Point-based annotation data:
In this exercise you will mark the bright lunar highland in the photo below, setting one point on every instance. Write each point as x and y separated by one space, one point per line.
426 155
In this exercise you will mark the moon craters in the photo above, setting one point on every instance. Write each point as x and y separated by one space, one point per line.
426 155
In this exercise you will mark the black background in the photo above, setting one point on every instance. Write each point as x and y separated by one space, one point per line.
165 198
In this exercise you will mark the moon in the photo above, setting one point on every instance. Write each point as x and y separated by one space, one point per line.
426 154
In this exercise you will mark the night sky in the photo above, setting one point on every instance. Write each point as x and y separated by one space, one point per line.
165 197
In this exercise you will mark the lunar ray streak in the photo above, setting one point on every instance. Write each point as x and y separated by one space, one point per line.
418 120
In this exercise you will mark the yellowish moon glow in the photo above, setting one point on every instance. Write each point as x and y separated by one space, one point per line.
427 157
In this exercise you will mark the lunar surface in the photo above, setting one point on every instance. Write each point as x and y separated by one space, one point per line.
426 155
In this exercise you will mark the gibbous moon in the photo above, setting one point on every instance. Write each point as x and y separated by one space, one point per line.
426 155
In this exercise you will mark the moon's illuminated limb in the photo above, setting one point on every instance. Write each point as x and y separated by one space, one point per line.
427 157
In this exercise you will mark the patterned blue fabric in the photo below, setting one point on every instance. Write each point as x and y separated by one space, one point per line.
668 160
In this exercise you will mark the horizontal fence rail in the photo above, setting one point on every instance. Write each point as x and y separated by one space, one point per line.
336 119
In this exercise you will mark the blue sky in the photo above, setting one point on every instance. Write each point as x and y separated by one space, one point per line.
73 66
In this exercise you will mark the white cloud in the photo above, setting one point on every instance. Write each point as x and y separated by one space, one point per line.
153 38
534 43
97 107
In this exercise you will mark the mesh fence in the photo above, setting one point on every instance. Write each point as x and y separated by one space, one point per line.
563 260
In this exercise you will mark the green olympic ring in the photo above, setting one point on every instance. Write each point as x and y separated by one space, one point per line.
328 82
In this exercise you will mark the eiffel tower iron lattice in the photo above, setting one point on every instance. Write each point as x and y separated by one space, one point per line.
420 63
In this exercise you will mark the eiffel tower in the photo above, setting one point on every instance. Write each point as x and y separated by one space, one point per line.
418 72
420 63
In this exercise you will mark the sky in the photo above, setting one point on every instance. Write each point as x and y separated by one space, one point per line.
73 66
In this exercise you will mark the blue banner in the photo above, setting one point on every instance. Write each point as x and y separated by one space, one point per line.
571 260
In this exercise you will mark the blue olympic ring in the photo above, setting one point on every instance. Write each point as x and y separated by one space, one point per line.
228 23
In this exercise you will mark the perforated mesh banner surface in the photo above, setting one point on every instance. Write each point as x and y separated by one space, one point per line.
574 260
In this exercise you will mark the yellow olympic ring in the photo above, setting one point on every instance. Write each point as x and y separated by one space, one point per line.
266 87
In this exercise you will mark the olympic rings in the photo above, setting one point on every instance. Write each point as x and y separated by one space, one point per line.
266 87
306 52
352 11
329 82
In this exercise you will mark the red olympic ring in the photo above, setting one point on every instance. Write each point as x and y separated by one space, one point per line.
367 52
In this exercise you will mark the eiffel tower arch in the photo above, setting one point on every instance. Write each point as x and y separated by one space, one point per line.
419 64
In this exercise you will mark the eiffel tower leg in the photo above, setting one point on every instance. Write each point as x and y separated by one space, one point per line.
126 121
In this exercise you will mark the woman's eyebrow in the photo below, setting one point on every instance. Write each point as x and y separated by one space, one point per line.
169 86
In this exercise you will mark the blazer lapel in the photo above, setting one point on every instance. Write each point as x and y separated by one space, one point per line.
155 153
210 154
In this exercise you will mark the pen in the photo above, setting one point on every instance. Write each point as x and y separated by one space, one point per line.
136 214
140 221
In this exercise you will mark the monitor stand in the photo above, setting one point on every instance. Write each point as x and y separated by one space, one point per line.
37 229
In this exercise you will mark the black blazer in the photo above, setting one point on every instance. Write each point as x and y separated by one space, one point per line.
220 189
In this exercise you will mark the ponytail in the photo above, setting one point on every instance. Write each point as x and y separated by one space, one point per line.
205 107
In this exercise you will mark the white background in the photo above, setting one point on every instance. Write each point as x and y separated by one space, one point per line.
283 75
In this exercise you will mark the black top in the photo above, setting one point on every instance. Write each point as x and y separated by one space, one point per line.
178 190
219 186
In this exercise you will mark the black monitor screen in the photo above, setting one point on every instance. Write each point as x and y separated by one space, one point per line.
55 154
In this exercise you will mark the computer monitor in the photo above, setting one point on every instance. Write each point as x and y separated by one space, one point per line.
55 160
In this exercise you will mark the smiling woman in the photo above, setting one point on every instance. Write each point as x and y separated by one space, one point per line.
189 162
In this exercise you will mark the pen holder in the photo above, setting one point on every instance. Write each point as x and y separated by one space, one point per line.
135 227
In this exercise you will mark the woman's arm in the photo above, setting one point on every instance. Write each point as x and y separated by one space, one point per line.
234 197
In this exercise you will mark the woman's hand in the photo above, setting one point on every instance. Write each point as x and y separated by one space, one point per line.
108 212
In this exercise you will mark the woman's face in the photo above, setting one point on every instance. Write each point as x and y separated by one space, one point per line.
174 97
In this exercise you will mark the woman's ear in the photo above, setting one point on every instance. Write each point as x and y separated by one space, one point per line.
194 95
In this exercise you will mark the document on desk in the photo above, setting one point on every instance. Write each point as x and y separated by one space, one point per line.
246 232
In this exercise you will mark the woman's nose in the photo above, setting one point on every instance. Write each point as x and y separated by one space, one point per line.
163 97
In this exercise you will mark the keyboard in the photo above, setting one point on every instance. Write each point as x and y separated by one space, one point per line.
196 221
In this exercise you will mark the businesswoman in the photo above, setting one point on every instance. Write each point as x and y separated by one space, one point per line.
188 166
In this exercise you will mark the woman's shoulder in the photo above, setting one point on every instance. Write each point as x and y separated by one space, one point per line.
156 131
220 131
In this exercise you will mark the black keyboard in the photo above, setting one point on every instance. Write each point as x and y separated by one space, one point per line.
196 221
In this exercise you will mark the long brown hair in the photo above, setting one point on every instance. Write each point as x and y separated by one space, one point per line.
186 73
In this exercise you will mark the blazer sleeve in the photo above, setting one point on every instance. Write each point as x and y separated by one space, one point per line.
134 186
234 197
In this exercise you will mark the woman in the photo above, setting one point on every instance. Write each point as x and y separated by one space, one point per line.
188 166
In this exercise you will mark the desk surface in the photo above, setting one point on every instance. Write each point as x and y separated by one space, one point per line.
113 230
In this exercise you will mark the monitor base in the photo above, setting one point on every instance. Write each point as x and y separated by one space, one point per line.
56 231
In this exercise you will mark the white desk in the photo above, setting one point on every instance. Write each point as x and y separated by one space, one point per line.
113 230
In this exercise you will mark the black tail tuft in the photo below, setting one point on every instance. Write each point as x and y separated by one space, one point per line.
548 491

◆ Task directions: All of the material above needs to be retyped word for word.

◆ Completed task:
In this exercise you will mark the bright lunar highland in the photo below, setting one point on every instance. Write each point as x and y separated by one space, one point per line.
426 155
In this exercise you will mark the moon craters in the photo above, setting one point on every instance. Write each point as x and y separated by one space, one point per line.
426 155
In this exercise you will mark the black background in the photo above, setting one point on every instance. Write each point as x and y separated by one space, one point per line.
165 198
In this exercise you will mark the moon in the photo above, setting one point on every instance. Write each point as x and y separated by one space, one point per line.
426 154
In this exercise you will mark the night sky in the photo above, setting one point on every instance. Write each point as x and y separated by one space, one point per line.
165 197
In this exercise you will mark the lunar ray streak in the photo above, setting one point on every instance. Write each point as x and y separated by one space, one point per line.
418 120
In this exercise you will mark the yellowish moon glow in the photo above, setting one point on every instance. Write each point as x and y separated by one space, one point per line.
427 157
In this exercise you will mark the lunar surface in the photo above, setting one point on every instance. Write each point as x and y separated by one space, one point per line.
426 155
In this exercise you will mark the gibbous moon in the photo above, setting one point on every instance. Write each point as x and y separated by one space, one point per line.
426 155
In this exercise you will mark the moon's illuminated limb in the photo above, setting one point on every instance. Write each point as x and y separated by one space, one point per line.
427 157
In this exercise you will mark the patterned blue fabric in the photo below, setting one point on every instance. Write each point as x and y separated by one space, one point per line.
668 160
In this exercise you will mark the horizontal fence rail in the photo above, setting one point on every instance. Write each point as x and y separated by one space, one point per line.
336 119
In this exercise you will mark the blue sky in the photo above, setting one point on every instance. Write each point as x and y separated by one space, one point per line.
73 66
In this exercise you will mark the white cloud in the photo above, setting one point on every instance. Write each point as x and y separated by one space, one point per line.
153 38
534 43
97 107
In this exercise you will mark the mesh fence in the photo above, setting one point on every instance. Write each point as x and y separated by one space, one point per line.
563 260
In this exercise you will mark the green olympic ring in the photo above, setting one point on every instance. Write each point as x and y separated by one space, one point per line.
328 82
In this exercise you will mark the eiffel tower iron lattice in the photo above, setting one point on every instance. Write each point as x and y separated by one space, one point per line.
420 63
In this exercise you will mark the eiffel tower in the photo above, setting one point on every instance. Write each point as x and y separated by one space, one point per line.
418 72
420 63
In this exercise you will mark the sky in the photo above, setting one point on every instance. Write each point as x and y separated by one space, one point per line.
73 66
In this exercise you will mark the blue banner in the photo above, setting one point on every instance. Write each point as x and y separated by one space, one point per line.
571 260
In this exercise you will mark the blue olympic ring in the photo above, setting one point on every instance. Write each point as x and y separated by one space, one point per line.
228 23
In this exercise you will mark the perforated mesh banner surface in the photo above, setting one point on every instance. Write each point as x and y separated by one space, one point per line.
574 260
In this exercise you will mark the yellow olympic ring in the photo above, setting one point on every instance. Write each point as x and y separated by one space, one point per line.
266 87
In this exercise you will mark the olympic rings in the photo above, setting one point on every instance. Write each point as x and y separated by one space, one point per line.
266 87
306 52
352 11
329 82
In this exercise you will mark the red olympic ring in the photo above, setting one point on every instance. Write each point as x and y separated by one space, one point per line.
367 52
In this exercise you will mark the eiffel tower arch in the photo above, setting one point on every instance. Write each point as x and y separated by one space, one point per line.
419 64
In this exercise you will mark the eiffel tower leg in the photo above, setting one point on every instance. Write each point as x and y separated by one space, one point per line.
126 121
In this exercise you will mark the woman's eyebrow in the photo below, setting one point on every instance. Write each point as x and y separated by one space, one point per line.
169 86
In this exercise you will mark the blazer lapel in the photo above, setting one point on every instance. Write each point as x and y separated by one space, one point per line.
155 153
210 154
In this exercise you will mark the pen in the photo above, setting one point on every instance. Write each point as x and y separated by one space, one point per line.
136 214
140 221
In this exercise you will mark the monitor stand in the photo above, setting one point on every instance. Write each point as x and y separated by one space, one point per line.
37 229
In this exercise you will mark the black blazer in the photo above, setting one point on every instance. Write each point as x and y separated by one space, one point per line.
220 189
In this exercise you will mark the ponytail in the photo above, setting one point on every instance. Write each point as x and y separated by one space, one point per line.
205 107
In this exercise you will mark the white background in the photo above, setting one point on every instance. Write each point as x and y separated by one space, one point per line.
283 75
In this exercise you will mark the black top in the photo above, setting one point on every instance. Write each point as x and y separated by one space, one point per line.
178 190
219 186
In this exercise you will mark the black monitor screen in the photo above, setting one point on every instance. Write each point as x and y separated by one space, one point per line.
55 154
In this exercise you will mark the computer monitor in the photo above, setting one point on every instance. Write each point as x and y separated by one space, one point per line.
55 160
In this exercise you will mark the smiling woman in the photo above, setting one point on every instance. Write each point as x and y separated by one space, one point per line.
189 162
In this exercise you will mark the pen holder in the photo above, setting one point on every instance. Write each point as x and y separated by one space, one point per line.
135 227
In this exercise you will mark the woman's arm in the photo above, setting one point on every instance. Write each point as x and y separated by one space, one point per line.
234 197
In this exercise you will mark the woman's hand in the photo above, setting one point on every instance. Write each point as x and y separated by one space, one point per line.
108 212
In this exercise you will mark the woman's face in the photo above, setting one point on every instance. Write each point as x and y separated by one space, one point per line.
174 97
In this exercise you will mark the woman's ear in the photo above, setting one point on every instance. Write each point as x and y separated by one space, one point per line.
194 95
In this exercise you will mark the document on desk in the photo above, setting one point on every instance. Write each point as x and y separated by one space, one point per line.
246 232
In this exercise you will mark the woman's nose in the photo above, setting one point on every instance. Write each point as x and y separated by one space, one point per line.
163 97
In this exercise you will mark the keyboard in the photo above, setting one point on every instance. Write each point as x and y separated by one space, one point per line.
196 221
In this exercise you will mark the businesswoman in the photo above, setting one point on every instance. Write each point as x and y separated by one space, one point per line.
188 166
In this exercise you will mark the woman's shoulder in the photo above, setting one point on every instance. Write each point as x and y separated by one space, one point per line.
156 131
220 131
In this exercise you will mark the black keyboard in the photo above, setting one point on every instance. Write each point as x and y separated by one space, one point per line.
196 221
In this exercise you will mark the long brown hair in the photo above, setting one point on every instance. Write each point as x and y separated by one space, one point per line.
186 73
In this exercise you will mark the blazer sleeve in the photo above, setting one point on every instance. Write each point as x and y separated by one space, one point per line.
134 186
234 197
In this exercise you will mark the woman in the photo above, setting one point on every instance. Write each point as x and y separated by one space, one point per line.
188 166
In this exercise you will mark the desk surface in the photo above, setting one point on every instance. Write each point as x and y separated by one space, one point per line.
113 230
In this exercise you will mark the monitor base in the photo above, setting one point on every instance. Write each point as x and y separated by one space, one point per line.
56 231
In this exercise you will mark the white desk in the photo above, setting one point on every instance. Write each point as x and y separated by one space, one point per line.
113 230
In this exercise you will mark the black tail tuft in the photo below, setting one point on every instance. Write each point as x and y separated by one space, one point per line.
548 491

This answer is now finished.